= Extracted text =
38 aircraft were entered for the event, but in the end only 23 actually flew, representing nine different types. 87 flights of more than 5 km were made The type which was best represented was the Voisin biplane, of which there were seven examples flown. This reflects Gabriel Voisin's position as the first manufacturer to achieve widespread sales of an aircraft, but by this time his design was obsolescent, the only notable achievement being Louis Paulhan's third place in the distance competition. Significantly, Paulhan's aircraft was fitted with a Gnome engine. The meeting effectively demonstrated the practicality of heavier than air aviation: it was evident that the major problem was the unreliability of the engines being used. Many previous notable aviation feats, such as Louis Blériot's recent crossing of the English Channel, had been made near the times of sunrise or sunset, when the air is often very still. In contrast, competition flying at Reims did not start until ten in the morning and ended at half past seven, and although high winds did cause the black flags signalling 'no flying' to be hoisted on occasion, all days saw some flying.

= Data shown =

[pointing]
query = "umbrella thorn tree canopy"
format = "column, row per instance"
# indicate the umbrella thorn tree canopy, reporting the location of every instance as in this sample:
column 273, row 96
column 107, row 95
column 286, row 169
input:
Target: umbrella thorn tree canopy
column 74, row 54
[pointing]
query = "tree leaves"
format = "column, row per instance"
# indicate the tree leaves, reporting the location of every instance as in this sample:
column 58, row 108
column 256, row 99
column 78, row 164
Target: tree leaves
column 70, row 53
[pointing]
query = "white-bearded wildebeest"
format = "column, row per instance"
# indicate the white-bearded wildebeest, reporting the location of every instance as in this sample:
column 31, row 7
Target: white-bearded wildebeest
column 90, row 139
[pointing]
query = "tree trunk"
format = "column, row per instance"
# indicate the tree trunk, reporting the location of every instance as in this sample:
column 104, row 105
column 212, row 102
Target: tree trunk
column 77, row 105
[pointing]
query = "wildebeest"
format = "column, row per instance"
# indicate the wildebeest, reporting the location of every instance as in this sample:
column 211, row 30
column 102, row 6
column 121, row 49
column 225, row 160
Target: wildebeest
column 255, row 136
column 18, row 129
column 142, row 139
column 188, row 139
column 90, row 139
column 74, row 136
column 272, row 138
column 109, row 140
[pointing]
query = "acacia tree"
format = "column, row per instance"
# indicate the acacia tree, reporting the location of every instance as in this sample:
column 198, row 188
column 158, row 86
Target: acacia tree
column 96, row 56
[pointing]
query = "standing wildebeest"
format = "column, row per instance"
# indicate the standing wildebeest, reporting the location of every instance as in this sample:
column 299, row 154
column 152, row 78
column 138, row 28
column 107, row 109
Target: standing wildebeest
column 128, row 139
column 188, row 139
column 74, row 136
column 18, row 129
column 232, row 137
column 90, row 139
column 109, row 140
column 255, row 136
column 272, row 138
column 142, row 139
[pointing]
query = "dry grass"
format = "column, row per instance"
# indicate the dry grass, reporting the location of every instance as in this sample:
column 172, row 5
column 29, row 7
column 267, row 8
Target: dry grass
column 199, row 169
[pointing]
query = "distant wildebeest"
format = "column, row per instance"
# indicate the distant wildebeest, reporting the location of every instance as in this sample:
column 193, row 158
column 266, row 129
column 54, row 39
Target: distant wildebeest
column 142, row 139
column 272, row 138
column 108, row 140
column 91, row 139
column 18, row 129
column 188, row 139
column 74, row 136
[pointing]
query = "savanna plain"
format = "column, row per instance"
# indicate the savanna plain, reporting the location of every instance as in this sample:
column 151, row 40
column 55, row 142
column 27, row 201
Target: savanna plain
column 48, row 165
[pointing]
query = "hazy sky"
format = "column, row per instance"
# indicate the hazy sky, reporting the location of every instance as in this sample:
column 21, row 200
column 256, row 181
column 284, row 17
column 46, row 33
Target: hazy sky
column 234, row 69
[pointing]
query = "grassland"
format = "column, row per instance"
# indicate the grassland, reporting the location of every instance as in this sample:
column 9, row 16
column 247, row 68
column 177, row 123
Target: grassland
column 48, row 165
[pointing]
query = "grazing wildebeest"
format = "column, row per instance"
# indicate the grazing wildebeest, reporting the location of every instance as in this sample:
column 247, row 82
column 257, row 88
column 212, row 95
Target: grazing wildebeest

= Problem set =
(A) In the text on the Reims aviation meeting, which aircraft type was best represented, and how many of them flew?
(B) Write the next few sentences of the text on the Reims aviation meeting, picking up after its last sentence.

= Results of the tasks =
(A) The Voisin biplane was best represented, with seven examples flown.

(B)
The destruction by fire of Louis Blériot's aircraft on the last day was the most spectacular accident to occur during the meeting, and Blériot had been involved in another accident earlier in the week while practising for the passenger carrying event, when he had to make an emergency landing due to engine trouble, Unfortunately there was a troop of dragoons in the way: in swerving to avoid them, he collided with the railings separating the spectator area from the flying track. The damage was repaired overnight. At the time only one aviator had been killed in an aircraft crash, and Flight magazine could write of the "customary good luck of the aviator" when referring to aviators walking away from accidents which wrecked the aircraft: aircraft of the time were slow, generally flown at low altitudes and their wooden construction often meant that the force of impact was absorbed by the disintegration of the airframe, but within a month of the event two of the participating flyers, Lefebvre and Ferdinand Ferber, were to be killed in aircraft accidents.